(GIVEN TASK) Reproduce every line of the data from the line containing "Could you please point out the crowd of" through the end of the data, both ends included, with the requests left unchanged. Rescale each coordinate in the answers by multiplying it by 2.35 and rounding to the nearest whole number, with halves rounded up.

(Pointing and labeling data)
↓

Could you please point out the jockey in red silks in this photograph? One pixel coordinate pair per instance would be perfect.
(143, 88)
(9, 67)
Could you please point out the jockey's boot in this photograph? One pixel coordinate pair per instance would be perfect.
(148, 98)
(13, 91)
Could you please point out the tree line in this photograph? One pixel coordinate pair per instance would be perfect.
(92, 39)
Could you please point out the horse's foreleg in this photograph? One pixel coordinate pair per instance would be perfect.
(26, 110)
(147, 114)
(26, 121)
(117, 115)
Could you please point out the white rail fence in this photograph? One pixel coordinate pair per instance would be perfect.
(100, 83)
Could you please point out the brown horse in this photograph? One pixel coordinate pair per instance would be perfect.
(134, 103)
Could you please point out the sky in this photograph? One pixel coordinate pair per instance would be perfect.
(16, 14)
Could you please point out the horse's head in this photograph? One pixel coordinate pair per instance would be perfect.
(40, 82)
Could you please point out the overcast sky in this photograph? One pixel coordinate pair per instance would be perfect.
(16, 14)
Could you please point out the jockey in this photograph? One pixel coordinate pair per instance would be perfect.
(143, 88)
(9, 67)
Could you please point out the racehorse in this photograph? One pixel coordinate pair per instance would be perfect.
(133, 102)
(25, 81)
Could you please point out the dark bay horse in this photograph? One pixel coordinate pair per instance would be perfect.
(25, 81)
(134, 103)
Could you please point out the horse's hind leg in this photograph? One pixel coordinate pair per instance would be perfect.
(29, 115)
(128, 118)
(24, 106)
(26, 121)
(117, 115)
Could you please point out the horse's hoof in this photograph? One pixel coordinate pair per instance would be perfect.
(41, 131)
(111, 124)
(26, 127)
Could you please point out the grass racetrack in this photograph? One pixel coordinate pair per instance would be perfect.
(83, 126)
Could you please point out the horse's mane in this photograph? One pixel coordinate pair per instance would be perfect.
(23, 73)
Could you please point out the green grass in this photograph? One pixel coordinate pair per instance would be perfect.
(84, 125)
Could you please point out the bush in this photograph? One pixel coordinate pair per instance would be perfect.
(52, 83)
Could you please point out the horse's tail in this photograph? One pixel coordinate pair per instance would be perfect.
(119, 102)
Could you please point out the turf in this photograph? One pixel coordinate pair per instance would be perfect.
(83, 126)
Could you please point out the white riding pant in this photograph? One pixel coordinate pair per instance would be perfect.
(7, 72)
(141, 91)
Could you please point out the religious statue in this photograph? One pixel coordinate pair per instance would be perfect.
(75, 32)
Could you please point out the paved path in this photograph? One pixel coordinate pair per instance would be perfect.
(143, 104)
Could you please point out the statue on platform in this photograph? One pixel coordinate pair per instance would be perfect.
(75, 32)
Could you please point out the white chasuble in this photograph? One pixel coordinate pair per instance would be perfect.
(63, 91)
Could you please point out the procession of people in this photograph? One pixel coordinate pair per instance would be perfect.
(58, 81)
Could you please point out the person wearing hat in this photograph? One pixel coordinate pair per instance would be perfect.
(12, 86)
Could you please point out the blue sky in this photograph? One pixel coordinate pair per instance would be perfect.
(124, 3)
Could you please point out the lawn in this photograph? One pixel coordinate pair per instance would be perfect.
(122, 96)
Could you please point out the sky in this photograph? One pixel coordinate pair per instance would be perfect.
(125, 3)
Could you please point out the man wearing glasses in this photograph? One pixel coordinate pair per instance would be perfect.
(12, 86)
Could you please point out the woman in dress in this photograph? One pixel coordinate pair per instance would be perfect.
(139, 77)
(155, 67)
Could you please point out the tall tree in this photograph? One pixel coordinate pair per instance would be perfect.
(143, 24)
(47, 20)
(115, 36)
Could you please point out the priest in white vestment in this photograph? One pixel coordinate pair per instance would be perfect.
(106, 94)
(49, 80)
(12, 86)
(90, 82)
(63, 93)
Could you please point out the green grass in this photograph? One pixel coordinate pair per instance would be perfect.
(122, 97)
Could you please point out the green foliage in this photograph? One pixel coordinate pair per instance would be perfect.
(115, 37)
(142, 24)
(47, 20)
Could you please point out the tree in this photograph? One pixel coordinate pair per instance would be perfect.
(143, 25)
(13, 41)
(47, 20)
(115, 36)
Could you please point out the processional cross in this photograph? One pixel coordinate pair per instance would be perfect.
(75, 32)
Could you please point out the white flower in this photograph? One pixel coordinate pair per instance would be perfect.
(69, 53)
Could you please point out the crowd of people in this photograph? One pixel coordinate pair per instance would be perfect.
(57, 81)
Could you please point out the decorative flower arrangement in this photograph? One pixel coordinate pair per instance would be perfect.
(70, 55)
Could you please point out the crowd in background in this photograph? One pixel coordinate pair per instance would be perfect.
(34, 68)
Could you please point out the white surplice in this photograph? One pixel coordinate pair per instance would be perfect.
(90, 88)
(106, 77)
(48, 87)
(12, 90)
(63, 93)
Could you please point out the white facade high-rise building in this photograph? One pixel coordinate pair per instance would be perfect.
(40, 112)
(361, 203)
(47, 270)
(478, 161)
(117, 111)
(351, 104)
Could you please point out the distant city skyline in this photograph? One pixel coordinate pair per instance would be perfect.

↑

(PROBLEM SOLUTION)
Could you please point out the crowd of people in this photograph? One pixel coordinate pair per instance would be perfect.
(134, 190)
Could you please point out the decorative flower arrangement in this photograph? One pixel coordinate pair per instance would be perfect.
(165, 129)
Could you please point out the crowd in background in this photograph? One pixel coordinate pair per instance would be perfect.
(80, 160)
Could you please point out the white surplice in this photograph? One pixel coordinate pair per instance would be perfect.
(212, 207)
(249, 181)
(113, 204)
(28, 212)
(148, 219)
Could you please point out the white facade high-rise building in this photograph? One pixel coordinate pair per instance would be perfect.
(94, 263)
(848, 477)
(110, 635)
(1123, 378)
(275, 261)
(825, 244)
Could you please point out the distant city skyline in this photograph? One pixel coordinate pair per instance would be perfect.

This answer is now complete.